# THE EXERCISE
Which lines in the entries below contain the string "hardwood"? Copy each of those lines, matching case exactly.

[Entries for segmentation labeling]

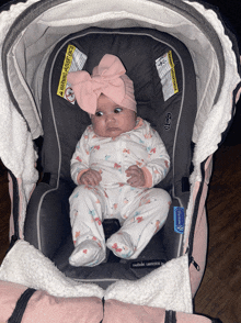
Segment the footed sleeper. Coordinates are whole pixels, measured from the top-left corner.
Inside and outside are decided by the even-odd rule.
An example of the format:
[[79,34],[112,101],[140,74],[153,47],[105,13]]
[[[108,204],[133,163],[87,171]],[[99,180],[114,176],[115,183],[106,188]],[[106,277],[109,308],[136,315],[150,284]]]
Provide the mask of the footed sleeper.
[[[105,258],[106,246],[122,258],[137,258],[151,237],[162,227],[171,204],[169,193],[152,188],[169,169],[165,147],[148,122],[116,138],[99,137],[89,126],[71,159],[76,183],[88,169],[101,172],[96,187],[78,186],[70,197],[70,221],[74,250],[72,266],[96,266]],[[142,168],[146,187],[127,183],[126,169]],[[118,219],[120,230],[105,243],[102,222]]]

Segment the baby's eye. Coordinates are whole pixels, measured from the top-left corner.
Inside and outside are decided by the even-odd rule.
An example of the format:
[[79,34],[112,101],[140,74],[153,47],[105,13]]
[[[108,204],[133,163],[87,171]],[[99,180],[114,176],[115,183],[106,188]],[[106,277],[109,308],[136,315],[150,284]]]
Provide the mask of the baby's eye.
[[103,112],[102,111],[97,111],[97,112],[95,112],[95,115],[96,116],[102,116],[103,115]]
[[119,113],[122,111],[123,111],[123,108],[115,108],[115,110],[114,110],[115,113]]

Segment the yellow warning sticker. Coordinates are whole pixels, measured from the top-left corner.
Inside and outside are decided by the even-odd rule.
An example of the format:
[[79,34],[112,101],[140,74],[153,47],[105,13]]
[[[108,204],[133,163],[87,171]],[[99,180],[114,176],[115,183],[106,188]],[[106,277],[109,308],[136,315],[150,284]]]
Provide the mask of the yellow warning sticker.
[[163,56],[159,57],[156,60],[156,67],[162,85],[163,99],[167,101],[179,92],[172,51],[169,51]]
[[67,86],[67,75],[68,75],[69,69],[72,64],[72,56],[73,56],[74,51],[76,51],[76,46],[68,45],[67,51],[66,51],[65,60],[62,64],[62,70],[61,70],[59,83],[58,83],[58,90],[57,90],[57,94],[61,98],[65,97],[65,91],[66,91],[66,86]]

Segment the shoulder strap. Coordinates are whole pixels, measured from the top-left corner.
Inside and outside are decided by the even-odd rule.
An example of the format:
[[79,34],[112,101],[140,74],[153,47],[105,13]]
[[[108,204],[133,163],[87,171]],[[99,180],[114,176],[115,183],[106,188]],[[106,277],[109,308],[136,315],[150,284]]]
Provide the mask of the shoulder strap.
[[36,291],[36,289],[27,288],[22,293],[22,296],[20,297],[20,299],[16,302],[15,309],[14,309],[11,318],[9,319],[8,323],[21,323],[21,321],[23,319],[23,314],[24,314],[26,307],[27,307],[27,302],[35,291]]

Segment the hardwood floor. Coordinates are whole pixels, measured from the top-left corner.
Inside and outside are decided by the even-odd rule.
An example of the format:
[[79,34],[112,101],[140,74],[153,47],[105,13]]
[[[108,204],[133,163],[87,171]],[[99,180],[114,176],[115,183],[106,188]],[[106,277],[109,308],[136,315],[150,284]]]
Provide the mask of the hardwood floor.
[[[239,140],[238,140],[239,141]],[[227,142],[215,154],[207,199],[209,246],[206,272],[195,298],[195,311],[241,322],[241,143]],[[10,199],[0,168],[0,263],[8,249]]]

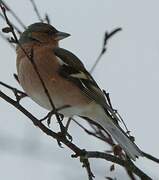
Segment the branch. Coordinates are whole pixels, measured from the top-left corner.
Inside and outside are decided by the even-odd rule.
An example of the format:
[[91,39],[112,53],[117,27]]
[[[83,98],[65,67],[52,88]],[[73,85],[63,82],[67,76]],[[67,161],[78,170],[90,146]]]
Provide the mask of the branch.
[[39,12],[38,8],[37,8],[37,5],[35,4],[35,1],[34,0],[30,0],[30,2],[32,4],[32,6],[33,6],[34,12],[36,13],[38,20],[40,22],[43,22],[43,19],[42,19],[41,15],[40,15],[40,12]]
[[5,7],[5,9],[7,11],[9,11],[11,13],[11,15],[17,20],[17,22],[23,27],[23,29],[26,29],[26,26],[24,25],[24,23],[17,16],[17,14],[8,6],[8,4],[6,2],[4,2],[3,0],[0,0],[0,5],[1,6],[3,5],[3,7]]
[[114,29],[113,31],[111,31],[110,33],[108,33],[107,31],[105,32],[105,35],[104,35],[104,41],[103,41],[103,47],[102,47],[102,50],[101,50],[101,53],[99,54],[97,60],[94,62],[92,68],[90,69],[90,73],[92,73],[94,71],[94,69],[96,68],[97,64],[99,63],[101,57],[104,55],[104,53],[106,52],[107,48],[106,48],[106,45],[108,43],[108,40],[110,38],[112,38],[117,32],[121,31],[122,29],[121,28],[116,28]]
[[98,151],[88,151],[87,157],[88,158],[100,158],[100,159],[105,159],[110,162],[114,162],[118,165],[121,165],[121,166],[127,168],[128,170],[130,170],[131,172],[133,172],[134,174],[136,174],[138,177],[140,177],[143,180],[152,180],[152,178],[150,178],[143,171],[141,171],[137,166],[135,166],[135,164],[132,161],[125,161],[125,160],[119,159],[115,156],[112,156],[110,154],[101,153]]

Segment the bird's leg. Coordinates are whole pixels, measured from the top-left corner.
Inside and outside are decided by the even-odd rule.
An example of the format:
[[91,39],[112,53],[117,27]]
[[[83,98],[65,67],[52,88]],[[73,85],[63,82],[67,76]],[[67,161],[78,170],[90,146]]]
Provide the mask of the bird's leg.
[[[61,114],[61,113],[59,113],[59,111],[62,110],[62,109],[68,108],[68,107],[70,107],[70,105],[64,105],[64,106],[61,106],[61,107],[59,107],[59,108],[56,109],[56,112],[57,112],[58,115],[60,116],[61,121],[64,119],[64,115]],[[43,117],[42,119],[40,119],[40,121],[42,122],[42,121],[47,120],[47,125],[50,126],[51,118],[52,118],[52,116],[53,116],[56,112],[55,112],[55,110],[50,111],[45,117]]]

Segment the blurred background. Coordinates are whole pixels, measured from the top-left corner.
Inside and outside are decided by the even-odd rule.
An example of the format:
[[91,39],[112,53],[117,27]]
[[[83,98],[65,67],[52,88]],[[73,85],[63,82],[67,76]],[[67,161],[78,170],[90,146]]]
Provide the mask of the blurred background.
[[[25,25],[37,22],[29,0],[6,0]],[[89,70],[100,53],[105,31],[122,27],[108,43],[108,51],[93,72],[100,87],[110,93],[113,106],[125,120],[136,144],[159,157],[158,92],[159,92],[159,23],[158,0],[45,0],[36,1],[42,16],[47,12],[51,24],[72,36],[61,42],[75,53]],[[16,21],[9,15],[12,22]],[[6,23],[1,19],[0,27]],[[19,26],[20,27],[20,26]],[[0,39],[0,81],[20,88],[13,78],[16,54]],[[11,93],[5,88],[1,90]],[[30,99],[21,102],[34,115],[42,118],[47,111]],[[4,180],[81,180],[87,179],[78,159],[71,158],[68,148],[43,134],[22,113],[0,99],[0,178]],[[82,120],[79,119],[81,122]],[[87,123],[83,122],[87,126]],[[56,128],[56,121],[52,121]],[[104,143],[88,136],[71,123],[74,142],[87,150],[109,150]],[[96,179],[106,176],[127,179],[125,171],[111,163],[91,160]],[[158,165],[140,158],[136,165],[153,179],[159,178]]]

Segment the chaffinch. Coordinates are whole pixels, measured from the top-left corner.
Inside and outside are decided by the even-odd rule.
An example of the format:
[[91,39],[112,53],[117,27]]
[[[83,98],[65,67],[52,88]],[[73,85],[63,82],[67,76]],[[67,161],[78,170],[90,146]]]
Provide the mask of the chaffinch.
[[[112,135],[131,159],[142,156],[141,150],[114,123],[102,90],[83,63],[58,46],[58,42],[68,36],[49,24],[34,23],[22,33],[19,43],[28,54],[34,51],[34,63],[55,107],[68,106],[60,113],[66,117],[77,115],[94,120]],[[28,96],[40,106],[52,110],[33,65],[20,46],[17,46],[17,72]]]

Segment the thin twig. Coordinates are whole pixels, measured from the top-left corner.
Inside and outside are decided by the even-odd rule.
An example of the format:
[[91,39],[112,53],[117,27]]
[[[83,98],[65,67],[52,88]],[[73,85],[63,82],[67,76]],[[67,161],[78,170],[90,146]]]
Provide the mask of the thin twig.
[[8,4],[1,0],[0,4],[2,4],[7,11],[9,11],[11,13],[11,15],[17,20],[17,22],[24,28],[26,29],[26,26],[24,25],[24,23],[22,22],[22,20],[17,16],[17,14],[8,6]]
[[37,5],[35,4],[35,1],[34,0],[30,0],[30,2],[32,4],[32,6],[33,6],[34,12],[36,13],[36,15],[38,17],[38,20],[40,22],[43,22],[43,19],[42,19],[41,15],[40,15],[40,12],[39,12],[38,8],[37,8]]
[[113,31],[111,31],[110,33],[108,33],[107,31],[105,32],[102,50],[101,50],[98,58],[96,59],[96,61],[93,63],[93,66],[90,69],[90,73],[92,73],[94,71],[94,69],[96,68],[97,64],[99,63],[101,57],[106,52],[106,50],[107,50],[106,45],[108,43],[108,40],[121,30],[122,30],[121,28],[116,28]]
[[138,177],[140,177],[143,180],[152,180],[151,177],[149,177],[148,175],[146,175],[143,171],[141,171],[137,166],[135,166],[135,164],[131,161],[125,161],[122,160],[120,158],[117,158],[115,156],[112,156],[110,154],[107,153],[101,153],[101,152],[97,152],[97,151],[88,151],[87,152],[87,157],[88,158],[100,158],[100,159],[105,159],[107,161],[110,162],[114,162],[116,164],[120,164],[123,167],[126,167],[127,169],[129,169],[131,172],[133,172],[134,174],[136,174]]
[[5,40],[5,41],[11,46],[11,48],[13,48],[14,50],[16,49],[15,46],[14,46],[12,43],[10,43],[9,38],[7,38],[6,36],[4,36],[1,32],[0,32],[0,37],[1,37],[3,40]]
[[[5,17],[0,13],[0,17],[5,20]],[[14,27],[14,29],[17,31],[18,34],[21,34],[22,32],[20,31],[20,29],[12,23],[12,26]]]

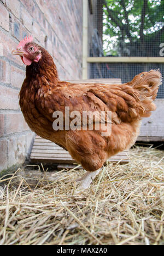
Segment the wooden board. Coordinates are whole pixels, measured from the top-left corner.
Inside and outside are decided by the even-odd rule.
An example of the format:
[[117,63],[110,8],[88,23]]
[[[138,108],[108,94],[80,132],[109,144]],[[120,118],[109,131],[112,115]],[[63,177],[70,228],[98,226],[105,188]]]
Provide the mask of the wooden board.
[[164,141],[164,99],[154,101],[156,109],[142,121],[138,141]]
[[[128,158],[127,151],[121,152],[110,158],[109,160],[112,162],[127,163]],[[54,143],[36,136],[30,159],[32,162],[51,162],[56,163],[73,164],[73,159],[69,152],[64,150]]]
[[74,84],[106,84],[108,85],[121,85],[121,79],[120,78],[104,78],[84,79],[81,80],[68,80],[67,82]]

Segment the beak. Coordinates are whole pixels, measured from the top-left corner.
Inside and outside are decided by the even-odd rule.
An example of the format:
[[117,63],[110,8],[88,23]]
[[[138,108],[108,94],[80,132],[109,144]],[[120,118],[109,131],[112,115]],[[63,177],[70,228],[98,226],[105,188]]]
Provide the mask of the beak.
[[23,56],[26,53],[22,51],[18,50],[16,49],[13,50],[11,52],[12,55],[19,55],[20,56]]

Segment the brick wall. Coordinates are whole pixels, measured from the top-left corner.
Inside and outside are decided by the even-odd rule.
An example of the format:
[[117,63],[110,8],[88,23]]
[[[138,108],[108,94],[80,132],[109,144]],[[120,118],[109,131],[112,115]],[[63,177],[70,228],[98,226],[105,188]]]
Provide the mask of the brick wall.
[[18,104],[25,66],[11,50],[32,35],[61,80],[81,79],[82,9],[82,0],[0,0],[0,171],[24,162],[34,136]]

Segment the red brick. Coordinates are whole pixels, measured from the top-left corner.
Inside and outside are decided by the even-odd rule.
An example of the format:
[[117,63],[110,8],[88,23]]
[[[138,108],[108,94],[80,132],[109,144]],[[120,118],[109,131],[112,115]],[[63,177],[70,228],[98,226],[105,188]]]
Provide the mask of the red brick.
[[17,149],[16,158],[17,163],[23,163],[26,156],[26,140],[25,135],[19,137],[17,139]]
[[32,25],[32,35],[35,37],[38,41],[40,40],[40,27],[39,24],[34,21]]
[[4,5],[0,2],[0,26],[7,31],[9,31],[9,14]]
[[31,151],[34,134],[34,132],[30,132],[26,135],[26,153],[28,157]]
[[22,113],[7,114],[5,123],[7,135],[27,131],[30,129]]
[[32,16],[27,10],[22,7],[21,8],[21,19],[23,20],[23,24],[28,30],[32,30]]
[[20,18],[20,3],[18,0],[6,0],[6,4],[11,12],[17,18]]
[[10,65],[8,62],[0,59],[0,81],[4,83],[10,84]]
[[32,1],[21,0],[21,3],[25,5],[33,17],[36,16],[36,7]]
[[11,66],[11,84],[13,86],[21,88],[25,78],[25,71],[15,66]]
[[18,109],[19,92],[17,90],[0,85],[0,109]]
[[15,43],[9,36],[0,30],[1,43],[3,46],[3,56],[10,59],[11,60],[17,63],[20,65],[25,66],[19,56],[11,55],[11,51],[15,49],[18,43]]
[[4,131],[4,115],[0,114],[0,137],[3,136]]
[[26,158],[26,136],[13,136],[8,140],[8,166],[22,164]]
[[2,140],[0,141],[0,171],[7,169],[8,167],[8,159],[7,159],[7,141]]

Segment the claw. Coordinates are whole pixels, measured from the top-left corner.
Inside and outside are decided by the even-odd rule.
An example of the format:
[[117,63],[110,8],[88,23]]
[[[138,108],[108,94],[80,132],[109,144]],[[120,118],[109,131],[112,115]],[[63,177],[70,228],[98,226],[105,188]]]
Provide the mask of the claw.
[[94,172],[87,171],[82,177],[76,180],[76,181],[82,181],[83,188],[88,188],[92,181],[101,170],[102,169],[99,169]]

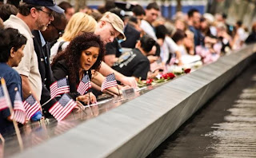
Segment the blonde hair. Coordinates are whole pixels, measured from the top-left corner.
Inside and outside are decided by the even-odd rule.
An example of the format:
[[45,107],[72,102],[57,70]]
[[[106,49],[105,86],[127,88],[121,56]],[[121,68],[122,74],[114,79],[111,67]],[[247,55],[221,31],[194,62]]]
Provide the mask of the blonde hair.
[[85,13],[76,13],[67,23],[62,38],[64,41],[70,41],[82,32],[94,33],[96,24],[96,20],[91,16]]

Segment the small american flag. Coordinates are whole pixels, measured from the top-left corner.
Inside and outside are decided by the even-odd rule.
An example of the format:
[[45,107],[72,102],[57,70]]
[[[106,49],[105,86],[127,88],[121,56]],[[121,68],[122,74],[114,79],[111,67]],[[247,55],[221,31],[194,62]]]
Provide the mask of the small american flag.
[[40,110],[39,103],[34,98],[32,95],[28,97],[26,100],[23,102],[26,115],[28,119],[30,119],[31,117]]
[[70,85],[68,85],[67,79],[65,77],[54,81],[54,83],[50,86],[50,90],[51,99],[54,98],[58,94],[70,93]]
[[59,121],[63,120],[76,105],[76,102],[67,94],[64,94],[61,99],[49,109],[49,112]]
[[114,74],[111,73],[108,75],[105,78],[104,81],[102,82],[102,91],[103,91],[105,89],[108,89],[108,88],[117,86],[117,85],[118,85],[118,83],[117,83],[117,81],[115,80]]
[[0,111],[8,108],[2,87],[0,85]]
[[22,101],[21,95],[17,91],[14,103],[14,113],[11,115],[11,119],[14,119],[17,122],[24,124],[26,120],[26,110]]
[[82,79],[81,80],[78,87],[78,93],[81,95],[84,95],[86,92],[91,88],[91,84],[90,82],[90,78],[88,75],[85,75]]

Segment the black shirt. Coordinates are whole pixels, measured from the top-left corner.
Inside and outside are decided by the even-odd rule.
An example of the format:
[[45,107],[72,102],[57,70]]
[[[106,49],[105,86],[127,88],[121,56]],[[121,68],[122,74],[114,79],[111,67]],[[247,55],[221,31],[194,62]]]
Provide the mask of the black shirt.
[[150,70],[150,61],[138,49],[126,52],[118,58],[113,69],[126,77],[142,77],[146,80]]

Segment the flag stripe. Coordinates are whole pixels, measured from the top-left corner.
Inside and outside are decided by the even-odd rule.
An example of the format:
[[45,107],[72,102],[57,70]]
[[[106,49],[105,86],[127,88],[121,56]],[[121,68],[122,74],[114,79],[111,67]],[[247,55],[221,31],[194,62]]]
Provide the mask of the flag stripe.
[[89,76],[86,74],[81,80],[78,85],[77,92],[79,93],[81,95],[84,95],[86,92],[90,88],[91,88],[91,84],[90,81],[90,78],[89,78]]
[[70,93],[70,85],[68,85],[67,79],[65,77],[57,81],[54,81],[50,86],[50,91],[51,99],[54,98],[56,96],[59,94]]
[[26,120],[26,109],[22,101],[19,92],[16,92],[15,100],[14,102],[14,113],[11,115],[11,119],[17,122],[24,124]]

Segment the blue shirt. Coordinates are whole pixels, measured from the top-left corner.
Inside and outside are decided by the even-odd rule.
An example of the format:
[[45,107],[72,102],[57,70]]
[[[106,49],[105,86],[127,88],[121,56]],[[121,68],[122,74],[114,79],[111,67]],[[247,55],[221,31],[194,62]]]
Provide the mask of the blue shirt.
[[[10,99],[12,105],[15,98],[17,87],[18,91],[22,94],[22,79],[16,70],[10,67],[6,63],[0,63],[0,77],[3,77],[6,83]],[[10,115],[9,109],[0,111],[0,132],[4,135],[5,132],[13,130],[13,122],[9,121],[6,118]]]

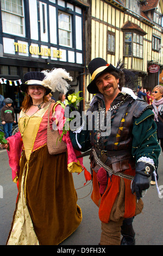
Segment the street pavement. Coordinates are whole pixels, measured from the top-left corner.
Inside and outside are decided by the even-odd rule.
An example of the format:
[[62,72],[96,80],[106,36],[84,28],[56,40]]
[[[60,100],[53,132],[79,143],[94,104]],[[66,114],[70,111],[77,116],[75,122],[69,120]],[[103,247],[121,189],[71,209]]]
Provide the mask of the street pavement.
[[[90,170],[88,157],[84,157],[84,163]],[[142,212],[136,216],[134,228],[136,245],[163,245],[163,159],[159,157],[158,186],[161,196],[158,196],[156,186],[150,186],[143,198]],[[74,186],[78,194],[78,204],[83,214],[82,222],[77,230],[60,245],[97,246],[101,236],[101,222],[97,206],[91,199],[91,182],[85,182],[84,173],[73,174]],[[3,188],[3,197],[2,196]],[[0,150],[0,245],[5,245],[10,229],[17,194],[16,184],[12,181],[8,154]],[[3,197],[3,198],[2,198]]]

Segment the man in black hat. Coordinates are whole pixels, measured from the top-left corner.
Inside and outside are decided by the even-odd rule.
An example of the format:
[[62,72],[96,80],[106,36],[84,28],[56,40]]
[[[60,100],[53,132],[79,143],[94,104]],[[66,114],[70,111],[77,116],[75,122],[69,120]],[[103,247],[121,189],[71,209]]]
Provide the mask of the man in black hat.
[[[91,198],[99,207],[100,245],[134,245],[133,219],[142,211],[142,193],[149,186],[148,178],[160,152],[153,114],[149,105],[127,88],[133,83],[133,73],[101,58],[93,59],[88,68],[91,81],[87,89],[96,94],[89,113],[103,114],[102,118],[99,114],[98,127],[96,118],[87,117],[87,126],[93,120],[91,130],[83,128],[79,132],[77,127],[71,132],[71,140],[82,151],[91,148]],[[106,135],[108,113],[111,129]]]

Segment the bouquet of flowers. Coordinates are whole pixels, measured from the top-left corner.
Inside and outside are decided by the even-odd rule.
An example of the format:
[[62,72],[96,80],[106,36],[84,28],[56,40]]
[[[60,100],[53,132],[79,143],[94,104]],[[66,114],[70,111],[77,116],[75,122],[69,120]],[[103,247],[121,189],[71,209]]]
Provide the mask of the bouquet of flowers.
[[4,132],[0,132],[0,143],[1,144],[7,144],[8,141],[4,138]]
[[[82,93],[82,91],[78,92],[78,93],[73,93],[72,94],[69,94],[68,99],[68,104],[69,105],[69,107],[71,109],[71,105],[73,106],[78,110],[77,103],[83,100],[83,97],[79,96],[79,93]],[[66,134],[68,131],[70,130],[69,124],[74,118],[74,117],[70,118],[67,118],[65,125],[63,127],[63,131],[61,135],[60,138],[59,139],[60,141],[61,141],[62,138],[65,134]]]

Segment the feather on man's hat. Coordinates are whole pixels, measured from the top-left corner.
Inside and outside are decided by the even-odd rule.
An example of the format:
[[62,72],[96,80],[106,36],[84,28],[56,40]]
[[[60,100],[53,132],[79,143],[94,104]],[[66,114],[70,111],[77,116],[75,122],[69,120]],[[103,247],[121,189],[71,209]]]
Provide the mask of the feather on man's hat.
[[58,90],[65,94],[69,84],[65,79],[72,81],[69,73],[63,69],[54,69],[41,72],[28,72],[24,76],[24,83],[21,84],[21,90],[24,93],[29,86],[41,86],[46,89],[46,95]]
[[90,93],[98,93],[98,90],[96,84],[96,79],[102,74],[110,71],[120,72],[120,69],[115,68],[111,64],[108,64],[102,58],[95,58],[92,59],[88,65],[89,71],[91,76],[91,82],[87,87]]

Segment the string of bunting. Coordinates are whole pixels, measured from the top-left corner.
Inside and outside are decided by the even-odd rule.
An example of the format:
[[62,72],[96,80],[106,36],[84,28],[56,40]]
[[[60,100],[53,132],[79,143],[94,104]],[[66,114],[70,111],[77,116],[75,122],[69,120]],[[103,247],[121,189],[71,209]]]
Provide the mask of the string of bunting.
[[14,85],[15,86],[20,86],[22,83],[21,79],[19,79],[18,80],[11,81],[2,77],[1,78],[0,78],[0,83],[1,84],[9,84],[9,85],[11,86],[12,86],[13,85]]

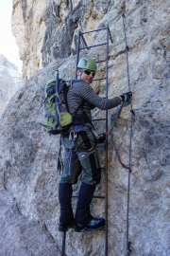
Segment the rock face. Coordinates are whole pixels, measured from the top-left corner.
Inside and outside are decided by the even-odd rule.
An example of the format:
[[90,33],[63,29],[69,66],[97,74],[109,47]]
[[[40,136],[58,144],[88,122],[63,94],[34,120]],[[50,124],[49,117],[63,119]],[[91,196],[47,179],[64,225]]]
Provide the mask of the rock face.
[[17,67],[0,54],[0,116],[21,85],[21,74]]
[[[41,6],[38,2],[13,1],[13,30],[19,31],[25,79],[31,78],[15,94],[9,110],[1,119],[0,255],[60,255],[57,170],[60,137],[48,136],[40,125],[44,83],[54,77],[57,68],[61,77],[75,78],[79,28],[87,31],[109,24],[113,39],[109,46],[109,98],[128,91],[123,11],[135,115],[130,105],[124,107],[109,136],[108,255],[126,255],[128,176],[130,255],[170,255],[168,1],[41,1]],[[105,40],[103,30],[86,35],[88,45]],[[106,48],[94,47],[83,54],[104,60]],[[101,63],[97,77],[104,77],[105,72],[106,65]],[[96,93],[105,97],[104,82],[94,83]],[[109,111],[109,124],[111,114],[112,110]],[[95,119],[104,116],[104,111],[93,111]],[[98,132],[104,131],[104,125],[94,123]],[[104,146],[99,153],[103,165]],[[128,166],[129,158],[130,175],[120,164],[121,160]],[[105,172],[97,195],[105,194],[104,175]],[[74,198],[74,210],[76,202]],[[104,216],[105,200],[94,199],[92,213]],[[104,231],[76,234],[69,230],[66,255],[106,255]]]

# ANSWER
Segment the hardwood floor. Coordinates are whole pixels, measured from the top-left corner.
Provide the mask of the hardwood floor.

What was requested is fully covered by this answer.